▶ Task prompt
Please print the records below exactly as they are.

[Point localization data]
<<<<

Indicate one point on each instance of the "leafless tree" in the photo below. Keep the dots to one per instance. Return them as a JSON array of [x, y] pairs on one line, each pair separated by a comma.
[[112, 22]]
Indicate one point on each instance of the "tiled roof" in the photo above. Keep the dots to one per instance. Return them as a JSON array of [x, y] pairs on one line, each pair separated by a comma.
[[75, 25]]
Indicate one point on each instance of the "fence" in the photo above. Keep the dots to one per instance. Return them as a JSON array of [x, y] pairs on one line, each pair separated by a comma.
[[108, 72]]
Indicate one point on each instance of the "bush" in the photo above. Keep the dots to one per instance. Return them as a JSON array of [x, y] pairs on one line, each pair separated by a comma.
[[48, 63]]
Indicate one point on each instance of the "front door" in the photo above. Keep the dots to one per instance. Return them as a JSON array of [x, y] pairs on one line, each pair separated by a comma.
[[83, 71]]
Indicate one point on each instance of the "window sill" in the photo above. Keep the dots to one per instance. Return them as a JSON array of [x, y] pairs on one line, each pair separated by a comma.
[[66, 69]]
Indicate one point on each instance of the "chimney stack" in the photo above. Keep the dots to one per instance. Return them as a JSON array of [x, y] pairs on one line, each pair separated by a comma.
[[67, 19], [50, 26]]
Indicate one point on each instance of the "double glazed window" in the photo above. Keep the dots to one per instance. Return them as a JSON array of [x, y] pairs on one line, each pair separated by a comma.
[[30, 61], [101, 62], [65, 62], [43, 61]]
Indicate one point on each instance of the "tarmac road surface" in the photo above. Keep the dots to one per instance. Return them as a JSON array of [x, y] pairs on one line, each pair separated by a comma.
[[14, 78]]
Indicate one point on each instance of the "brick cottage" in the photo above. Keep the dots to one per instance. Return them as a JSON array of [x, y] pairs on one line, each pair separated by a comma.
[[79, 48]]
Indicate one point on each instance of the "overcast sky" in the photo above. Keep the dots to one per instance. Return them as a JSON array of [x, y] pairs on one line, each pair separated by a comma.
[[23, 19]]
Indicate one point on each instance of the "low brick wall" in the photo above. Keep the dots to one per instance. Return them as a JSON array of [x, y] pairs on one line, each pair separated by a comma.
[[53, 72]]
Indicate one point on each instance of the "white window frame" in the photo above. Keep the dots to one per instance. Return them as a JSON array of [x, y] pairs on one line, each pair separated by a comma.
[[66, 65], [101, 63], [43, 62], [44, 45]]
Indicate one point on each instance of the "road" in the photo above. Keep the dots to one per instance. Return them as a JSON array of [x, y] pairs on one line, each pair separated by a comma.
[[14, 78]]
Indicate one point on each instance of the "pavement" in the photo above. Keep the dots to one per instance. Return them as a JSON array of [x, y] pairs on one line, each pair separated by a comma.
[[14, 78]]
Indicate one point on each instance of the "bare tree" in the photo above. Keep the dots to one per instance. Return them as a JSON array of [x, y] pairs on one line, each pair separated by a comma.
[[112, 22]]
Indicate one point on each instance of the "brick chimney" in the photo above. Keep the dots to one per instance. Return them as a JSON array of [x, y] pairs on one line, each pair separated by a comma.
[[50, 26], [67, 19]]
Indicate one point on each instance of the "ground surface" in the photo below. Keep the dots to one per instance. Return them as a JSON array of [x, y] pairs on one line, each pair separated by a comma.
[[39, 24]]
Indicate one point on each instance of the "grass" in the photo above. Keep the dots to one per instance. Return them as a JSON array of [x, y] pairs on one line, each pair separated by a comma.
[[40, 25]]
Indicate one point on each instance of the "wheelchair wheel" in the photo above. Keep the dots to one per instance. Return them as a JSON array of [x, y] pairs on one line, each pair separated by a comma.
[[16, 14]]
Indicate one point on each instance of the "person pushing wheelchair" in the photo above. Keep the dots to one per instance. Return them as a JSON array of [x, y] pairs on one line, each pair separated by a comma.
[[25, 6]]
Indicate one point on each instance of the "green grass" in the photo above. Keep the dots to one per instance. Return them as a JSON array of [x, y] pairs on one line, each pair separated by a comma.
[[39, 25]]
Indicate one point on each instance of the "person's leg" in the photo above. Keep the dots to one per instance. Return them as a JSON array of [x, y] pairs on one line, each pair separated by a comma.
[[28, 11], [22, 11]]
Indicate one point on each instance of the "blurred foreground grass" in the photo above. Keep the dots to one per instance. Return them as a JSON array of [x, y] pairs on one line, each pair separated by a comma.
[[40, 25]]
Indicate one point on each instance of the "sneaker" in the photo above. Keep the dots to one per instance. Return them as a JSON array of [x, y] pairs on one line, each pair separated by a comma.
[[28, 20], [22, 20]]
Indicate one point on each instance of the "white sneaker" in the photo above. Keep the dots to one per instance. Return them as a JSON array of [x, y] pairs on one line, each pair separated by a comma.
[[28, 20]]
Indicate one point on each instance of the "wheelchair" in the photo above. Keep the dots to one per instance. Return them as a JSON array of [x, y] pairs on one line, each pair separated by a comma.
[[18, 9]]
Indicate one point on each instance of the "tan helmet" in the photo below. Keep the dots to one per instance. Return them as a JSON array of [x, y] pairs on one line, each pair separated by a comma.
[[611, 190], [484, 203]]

>>>>

▶ Task answer
Indicate one point on each instance of the "leafless tree" in the photo below. Keep the dots to one per instance. Return them as a JSON array of [x, y] pairs on one line, each pair separated by a comma.
[[112, 22]]
Indicate one point on each instance of the "tiled roof" in the photo above. Keep the dots to one per instance. Return them as a JSON array of [x, y] pairs on one line, each pair separated by a comma.
[[75, 25]]
Indicate one point on each instance of the "fence" in the photo above. Keep the dots to one per instance. Return them as a JSON array of [x, y] pairs on one line, each pair separated by a comma.
[[108, 72]]
Indicate one point on each instance of the "bush" in the photo above. Keep the dots to one per instance. Return them as a JSON array of [x, y] pairs on one line, each pair separated by a comma.
[[48, 63]]
Indicate one point on each instance of the "front door" in the photo above. Keep the dots to one per instance. Return them as a JSON array of [x, y] pairs on one line, each pair separated by a comma.
[[83, 71]]
Indicate one point on each instance of the "window sill" in the photo above. Keep the dots to one per instance. Return them as a JSON array of [x, y] pairs on one line, each pair separated by a comma.
[[66, 69]]
Indicate one point on each instance of the "chimney stack" in the photo above. Keep the dots to one per instance. Return them as a JSON array of [x, y] pairs on one line, each pair separated by a comma.
[[67, 19], [50, 26]]
Indicate one point on each instance of the "double glazed window" in the photo above. Keep the dots to one per instance. Return them as a JSON array of [x, y] pairs on one line, each pair separated by a comma.
[[30, 61], [101, 62], [65, 62], [43, 61]]
Indicate one point on each instance of the "tarmac road surface" in the photo above. Keep the dots to one per instance. Return them as a JSON array of [x, y] pairs on one line, each pair separated by a comma.
[[14, 78]]
Indicate one point on each instance of the "brick cottage" in the photo above. Keep the dots to one per instance. Return them as a JSON array of [x, y] pairs on one line, each pair separated by a comma.
[[79, 48]]
Indicate one point on each instance of the "overcast sky" in the photo above. Keep the dots to one per instance. Return them as a JSON array of [x, y] pairs on one line, each pair separated by a comma.
[[23, 19]]
Indicate one point on each instance of the "low brick wall" in the photo above. Keep the dots to one per instance. Return them as a JSON array of [x, y] pairs on one line, each pair separated by a comma.
[[53, 72]]
Indicate one point on each instance of the "white window frame" in the photo above. Keep the dots to one per instance. Return them as a JSON array of [x, y] pairs on one line, each pair separated by a comma.
[[66, 65], [101, 63], [43, 62], [44, 45]]
Indicate one point on each instance of the "road" in the photo above. Keep the dots to one per instance. Return them as a JSON array of [x, y] pairs on one line, each pair separated by a comma.
[[14, 78]]
Indicate one point on each instance of the "pavement" in the photo above. Keep the dots to one per instance. Return them as a JSON array of [x, y] pairs on one line, each pair separated by a comma.
[[14, 78]]
Indicate one point on each instance of the "bare tree" in the photo above. Keep the dots to one per instance. Return them as a JSON array of [x, y] pairs on one line, each pair separated by a comma.
[[112, 22]]
Indicate one point on each instance of the "brick chimney" in the photo above. Keep the dots to one per instance. Return them as a JSON array of [x, y] pairs on one line, each pair separated by a comma.
[[50, 26], [67, 19]]
Indicate one point on each instance of the "ground surface" in the photo below. Keep the dots to one per instance. Return them as a JSON array of [x, y] pairs on one line, each pair separated by a comma.
[[39, 24]]
Indicate one point on each instance of the "grass" in the photo above. Keep the dots to one per instance. Return them as a JSON array of [x, y] pairs on one line, each pair separated by a comma.
[[40, 25]]
Indicate one point on each instance of the "wheelchair wheel" in the photo above. Keep the dots to one per instance. Return them as a JSON array of [x, y] pairs on one line, each pair separated by a comma.
[[16, 14]]
Indicate one point on each instance of the "person pushing wheelchair" in the photo above. Keep the dots to one per instance. Return them as a JSON array of [x, y] pairs on one line, each pair separated by a comma.
[[25, 6]]
Indicate one point on each instance of the "green grass" in the photo above. Keep the dots to one per instance. Return them as a JSON array of [x, y] pairs on one line, each pair separated by a comma.
[[39, 25]]
Indicate one point on each instance of the "person's leg" in the photo above. Keep the dots to one per instance. Return them as a JSON array of [x, y] pairs on one line, each pair separated by a comma.
[[28, 11], [22, 11]]
Indicate one point on each instance of the "blurred foreground grass" in the photo above. Keep the dots to one per instance. Return them as a JSON array of [x, y] pairs on one line, each pair separated by a comma.
[[40, 25]]
Indicate one point on each instance of the "sneaker" in the photo above. Keep the dots to one per instance. Return them as a JSON array of [x, y] pairs on one line, each pair separated by a comma.
[[28, 20], [22, 20]]
Indicate one point on each instance of the "white sneaker" in the photo above. Keep the dots to one per instance. Return them as a JSON array of [x, y] pairs on one line, each pair separated by a comma.
[[28, 20]]
Indicate one point on each instance of the "wheelchair" in the photo above. Keep the dots to one per instance. Return them as a JSON array of [x, y] pairs on one line, each pair separated by a comma.
[[18, 9]]
Indicate one point on each instance of the "tan helmet" in the photo below. Keep the dots to one per instance. Return them as a JSON array of [x, y] pairs on one line, each pair separated by a comma.
[[611, 190], [484, 203]]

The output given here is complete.